Task prompt
From the records below, pick out and copy each line that contains the string "every".

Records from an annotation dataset
..........

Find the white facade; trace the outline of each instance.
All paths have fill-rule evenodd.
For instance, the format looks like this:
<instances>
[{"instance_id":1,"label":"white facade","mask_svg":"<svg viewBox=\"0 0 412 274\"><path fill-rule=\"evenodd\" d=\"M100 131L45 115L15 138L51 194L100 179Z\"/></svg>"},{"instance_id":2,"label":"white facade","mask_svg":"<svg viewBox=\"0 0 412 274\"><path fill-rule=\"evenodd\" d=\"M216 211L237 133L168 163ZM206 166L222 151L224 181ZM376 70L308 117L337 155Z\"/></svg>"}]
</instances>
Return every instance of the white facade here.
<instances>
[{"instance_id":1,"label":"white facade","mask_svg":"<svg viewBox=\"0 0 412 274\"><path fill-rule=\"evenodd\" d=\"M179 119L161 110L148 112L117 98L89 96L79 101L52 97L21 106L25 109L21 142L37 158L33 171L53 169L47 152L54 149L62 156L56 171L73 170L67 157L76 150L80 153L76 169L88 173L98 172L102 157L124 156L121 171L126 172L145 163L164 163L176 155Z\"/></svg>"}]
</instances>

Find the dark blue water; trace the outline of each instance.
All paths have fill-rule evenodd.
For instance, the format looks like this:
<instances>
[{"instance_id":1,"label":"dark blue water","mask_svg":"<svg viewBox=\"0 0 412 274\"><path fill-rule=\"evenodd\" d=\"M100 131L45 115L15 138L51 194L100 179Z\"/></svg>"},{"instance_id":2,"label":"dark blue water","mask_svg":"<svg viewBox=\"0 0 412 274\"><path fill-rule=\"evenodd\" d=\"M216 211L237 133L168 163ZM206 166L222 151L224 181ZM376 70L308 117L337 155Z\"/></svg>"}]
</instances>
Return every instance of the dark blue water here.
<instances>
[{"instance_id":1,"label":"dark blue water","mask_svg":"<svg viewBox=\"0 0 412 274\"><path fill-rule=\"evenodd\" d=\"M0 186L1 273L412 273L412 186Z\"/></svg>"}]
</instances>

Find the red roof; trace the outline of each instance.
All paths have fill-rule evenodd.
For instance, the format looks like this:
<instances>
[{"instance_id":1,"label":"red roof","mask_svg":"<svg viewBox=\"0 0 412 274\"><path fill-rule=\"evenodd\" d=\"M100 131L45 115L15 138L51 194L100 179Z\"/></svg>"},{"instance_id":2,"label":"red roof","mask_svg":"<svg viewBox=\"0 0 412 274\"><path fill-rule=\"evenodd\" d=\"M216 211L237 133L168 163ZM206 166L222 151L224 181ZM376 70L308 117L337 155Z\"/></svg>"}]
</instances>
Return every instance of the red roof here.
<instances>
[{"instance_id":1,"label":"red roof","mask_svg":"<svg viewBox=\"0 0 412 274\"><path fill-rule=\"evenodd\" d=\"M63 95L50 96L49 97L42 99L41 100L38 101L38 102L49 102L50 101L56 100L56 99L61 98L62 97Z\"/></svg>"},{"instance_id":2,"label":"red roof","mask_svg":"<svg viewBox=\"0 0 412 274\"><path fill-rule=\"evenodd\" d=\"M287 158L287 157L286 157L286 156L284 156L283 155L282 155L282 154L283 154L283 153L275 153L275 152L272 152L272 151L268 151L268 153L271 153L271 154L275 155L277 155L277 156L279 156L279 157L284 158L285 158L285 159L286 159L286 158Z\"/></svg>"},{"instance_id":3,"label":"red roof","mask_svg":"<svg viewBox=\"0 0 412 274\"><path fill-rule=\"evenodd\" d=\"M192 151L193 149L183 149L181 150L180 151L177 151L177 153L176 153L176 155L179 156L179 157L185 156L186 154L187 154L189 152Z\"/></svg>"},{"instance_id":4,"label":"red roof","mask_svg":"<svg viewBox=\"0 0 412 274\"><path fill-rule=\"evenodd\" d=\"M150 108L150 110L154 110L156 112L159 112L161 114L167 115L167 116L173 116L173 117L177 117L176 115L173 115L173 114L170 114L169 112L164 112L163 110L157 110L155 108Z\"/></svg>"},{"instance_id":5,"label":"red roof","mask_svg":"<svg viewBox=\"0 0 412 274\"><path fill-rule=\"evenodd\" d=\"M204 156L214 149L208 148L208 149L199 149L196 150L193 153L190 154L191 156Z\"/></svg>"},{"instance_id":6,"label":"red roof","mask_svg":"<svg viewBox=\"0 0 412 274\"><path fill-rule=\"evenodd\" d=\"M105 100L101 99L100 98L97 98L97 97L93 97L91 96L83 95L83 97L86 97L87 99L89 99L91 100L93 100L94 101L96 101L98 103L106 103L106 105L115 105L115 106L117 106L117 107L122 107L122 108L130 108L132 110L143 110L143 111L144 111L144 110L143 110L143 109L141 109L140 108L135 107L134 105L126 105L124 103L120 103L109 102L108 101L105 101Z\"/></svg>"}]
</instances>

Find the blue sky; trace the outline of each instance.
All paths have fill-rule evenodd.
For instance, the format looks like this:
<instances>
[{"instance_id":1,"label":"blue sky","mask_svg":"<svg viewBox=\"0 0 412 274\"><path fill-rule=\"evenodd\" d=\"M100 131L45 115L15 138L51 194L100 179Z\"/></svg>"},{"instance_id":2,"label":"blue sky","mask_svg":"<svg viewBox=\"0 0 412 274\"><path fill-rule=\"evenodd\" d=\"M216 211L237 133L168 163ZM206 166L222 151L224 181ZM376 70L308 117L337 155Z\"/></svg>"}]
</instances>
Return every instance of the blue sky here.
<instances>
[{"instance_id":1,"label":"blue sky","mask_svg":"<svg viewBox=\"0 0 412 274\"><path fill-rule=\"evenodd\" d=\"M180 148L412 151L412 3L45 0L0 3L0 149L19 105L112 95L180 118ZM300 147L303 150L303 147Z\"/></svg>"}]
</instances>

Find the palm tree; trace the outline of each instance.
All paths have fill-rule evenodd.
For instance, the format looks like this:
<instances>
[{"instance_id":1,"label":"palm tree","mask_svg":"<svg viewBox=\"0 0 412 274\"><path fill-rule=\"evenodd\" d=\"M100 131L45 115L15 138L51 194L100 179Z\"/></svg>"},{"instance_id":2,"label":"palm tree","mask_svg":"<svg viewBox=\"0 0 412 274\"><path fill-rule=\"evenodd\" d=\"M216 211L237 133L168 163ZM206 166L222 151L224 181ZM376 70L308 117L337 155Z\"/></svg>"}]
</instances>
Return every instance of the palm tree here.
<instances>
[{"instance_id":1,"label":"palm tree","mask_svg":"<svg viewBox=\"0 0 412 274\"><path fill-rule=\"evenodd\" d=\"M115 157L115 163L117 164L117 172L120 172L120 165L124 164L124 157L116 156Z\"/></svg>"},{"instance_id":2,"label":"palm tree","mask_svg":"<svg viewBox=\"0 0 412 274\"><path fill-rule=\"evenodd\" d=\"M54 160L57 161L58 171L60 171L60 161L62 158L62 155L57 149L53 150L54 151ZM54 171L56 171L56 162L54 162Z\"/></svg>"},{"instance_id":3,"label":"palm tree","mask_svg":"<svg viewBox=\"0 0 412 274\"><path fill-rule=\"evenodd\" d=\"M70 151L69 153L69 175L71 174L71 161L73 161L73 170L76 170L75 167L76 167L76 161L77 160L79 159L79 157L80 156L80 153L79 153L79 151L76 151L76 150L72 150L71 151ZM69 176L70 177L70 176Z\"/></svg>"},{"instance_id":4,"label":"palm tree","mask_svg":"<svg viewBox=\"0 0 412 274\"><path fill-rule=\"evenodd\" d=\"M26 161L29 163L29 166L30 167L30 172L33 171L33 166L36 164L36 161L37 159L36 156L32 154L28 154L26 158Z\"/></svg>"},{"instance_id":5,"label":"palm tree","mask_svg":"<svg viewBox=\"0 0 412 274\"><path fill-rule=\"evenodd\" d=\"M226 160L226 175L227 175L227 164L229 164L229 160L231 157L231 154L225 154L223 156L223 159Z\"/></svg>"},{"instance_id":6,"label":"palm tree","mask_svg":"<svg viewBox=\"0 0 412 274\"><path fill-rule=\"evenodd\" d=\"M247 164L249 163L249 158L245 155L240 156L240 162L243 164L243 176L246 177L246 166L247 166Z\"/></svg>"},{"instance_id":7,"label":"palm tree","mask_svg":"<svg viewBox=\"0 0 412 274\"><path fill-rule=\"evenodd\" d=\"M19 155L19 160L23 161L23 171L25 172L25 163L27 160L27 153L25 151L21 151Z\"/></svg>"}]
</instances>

..........

The answer
Return every instance of the white facade here.
Return every instance of the dark blue water here.
Return every instance of the red roof here.
Return every instance of the blue sky here.
Return every instance of the palm tree here.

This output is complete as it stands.